Goal: Could you echo the lines from the one containing "with white frame." through the one containing "(1139, 545)", inclusive, copying them exactly?

The input:
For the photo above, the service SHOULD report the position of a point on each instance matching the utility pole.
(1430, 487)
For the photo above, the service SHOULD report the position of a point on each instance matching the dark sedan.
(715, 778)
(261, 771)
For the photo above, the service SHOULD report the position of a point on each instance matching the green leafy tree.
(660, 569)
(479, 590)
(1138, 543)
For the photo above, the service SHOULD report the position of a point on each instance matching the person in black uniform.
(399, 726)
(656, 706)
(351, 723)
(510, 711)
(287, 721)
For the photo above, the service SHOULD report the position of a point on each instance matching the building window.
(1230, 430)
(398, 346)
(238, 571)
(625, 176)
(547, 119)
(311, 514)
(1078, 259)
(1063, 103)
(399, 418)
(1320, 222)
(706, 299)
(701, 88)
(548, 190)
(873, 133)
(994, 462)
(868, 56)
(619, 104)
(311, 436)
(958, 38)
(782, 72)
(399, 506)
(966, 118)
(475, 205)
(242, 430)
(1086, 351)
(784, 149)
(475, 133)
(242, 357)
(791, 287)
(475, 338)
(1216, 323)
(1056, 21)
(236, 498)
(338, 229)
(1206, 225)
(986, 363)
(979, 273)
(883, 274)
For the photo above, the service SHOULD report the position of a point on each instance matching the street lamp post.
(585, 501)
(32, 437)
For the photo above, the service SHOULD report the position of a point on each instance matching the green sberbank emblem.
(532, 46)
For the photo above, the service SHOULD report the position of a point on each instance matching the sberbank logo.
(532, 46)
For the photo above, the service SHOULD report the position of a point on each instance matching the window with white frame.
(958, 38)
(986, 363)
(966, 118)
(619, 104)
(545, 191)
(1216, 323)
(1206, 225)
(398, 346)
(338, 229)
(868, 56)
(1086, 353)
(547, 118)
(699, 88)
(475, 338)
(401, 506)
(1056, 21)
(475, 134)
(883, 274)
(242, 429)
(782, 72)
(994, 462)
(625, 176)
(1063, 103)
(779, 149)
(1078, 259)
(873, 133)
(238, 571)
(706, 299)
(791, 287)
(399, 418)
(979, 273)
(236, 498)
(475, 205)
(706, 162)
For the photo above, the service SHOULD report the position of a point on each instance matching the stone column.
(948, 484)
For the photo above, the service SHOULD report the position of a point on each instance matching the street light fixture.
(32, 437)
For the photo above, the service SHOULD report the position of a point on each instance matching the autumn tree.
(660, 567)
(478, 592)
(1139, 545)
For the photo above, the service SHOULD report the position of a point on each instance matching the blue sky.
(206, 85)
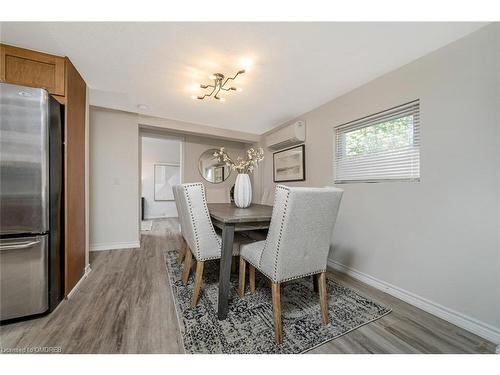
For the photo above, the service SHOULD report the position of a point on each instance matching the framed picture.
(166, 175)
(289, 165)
* * *
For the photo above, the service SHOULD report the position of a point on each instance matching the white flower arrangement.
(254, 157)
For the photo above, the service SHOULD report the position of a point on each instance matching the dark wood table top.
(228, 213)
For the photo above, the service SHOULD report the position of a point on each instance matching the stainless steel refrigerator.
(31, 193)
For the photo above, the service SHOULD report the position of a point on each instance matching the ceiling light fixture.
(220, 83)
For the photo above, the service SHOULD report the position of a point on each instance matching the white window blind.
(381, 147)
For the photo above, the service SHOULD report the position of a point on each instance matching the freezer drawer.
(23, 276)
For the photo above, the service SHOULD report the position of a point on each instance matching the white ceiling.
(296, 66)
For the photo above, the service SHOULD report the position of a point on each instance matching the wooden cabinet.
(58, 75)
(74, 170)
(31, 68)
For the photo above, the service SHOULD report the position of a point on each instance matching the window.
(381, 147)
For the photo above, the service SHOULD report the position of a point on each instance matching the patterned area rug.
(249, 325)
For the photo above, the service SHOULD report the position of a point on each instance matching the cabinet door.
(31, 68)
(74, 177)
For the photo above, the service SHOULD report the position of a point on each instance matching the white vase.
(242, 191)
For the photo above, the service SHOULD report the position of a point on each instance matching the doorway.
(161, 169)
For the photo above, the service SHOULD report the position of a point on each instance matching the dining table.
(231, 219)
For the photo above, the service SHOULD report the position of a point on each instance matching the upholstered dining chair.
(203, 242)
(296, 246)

Finished exercise:
For the photo above, the service SHOULD report the position of a point on each instance matching the window with white frame.
(958, 38)
(986, 363)
(966, 118)
(619, 104)
(545, 191)
(1216, 323)
(1206, 225)
(398, 346)
(338, 229)
(868, 56)
(1086, 353)
(547, 118)
(699, 88)
(475, 338)
(401, 506)
(1056, 21)
(475, 134)
(883, 274)
(242, 429)
(782, 72)
(994, 462)
(625, 176)
(1063, 103)
(779, 149)
(1078, 259)
(873, 133)
(238, 571)
(706, 299)
(791, 287)
(399, 418)
(979, 273)
(236, 498)
(475, 205)
(706, 162)
For the photo above, the service SHOULD report the position of a point on each instance matching the stone column.
(948, 484)
For the photo above, the service SHOULD report the position of a point on each instance matching the street light fixture.
(32, 437)
For the photo above, the service SHOULD report the position of a point on each instance matching the autumn tree.
(660, 567)
(478, 592)
(1139, 545)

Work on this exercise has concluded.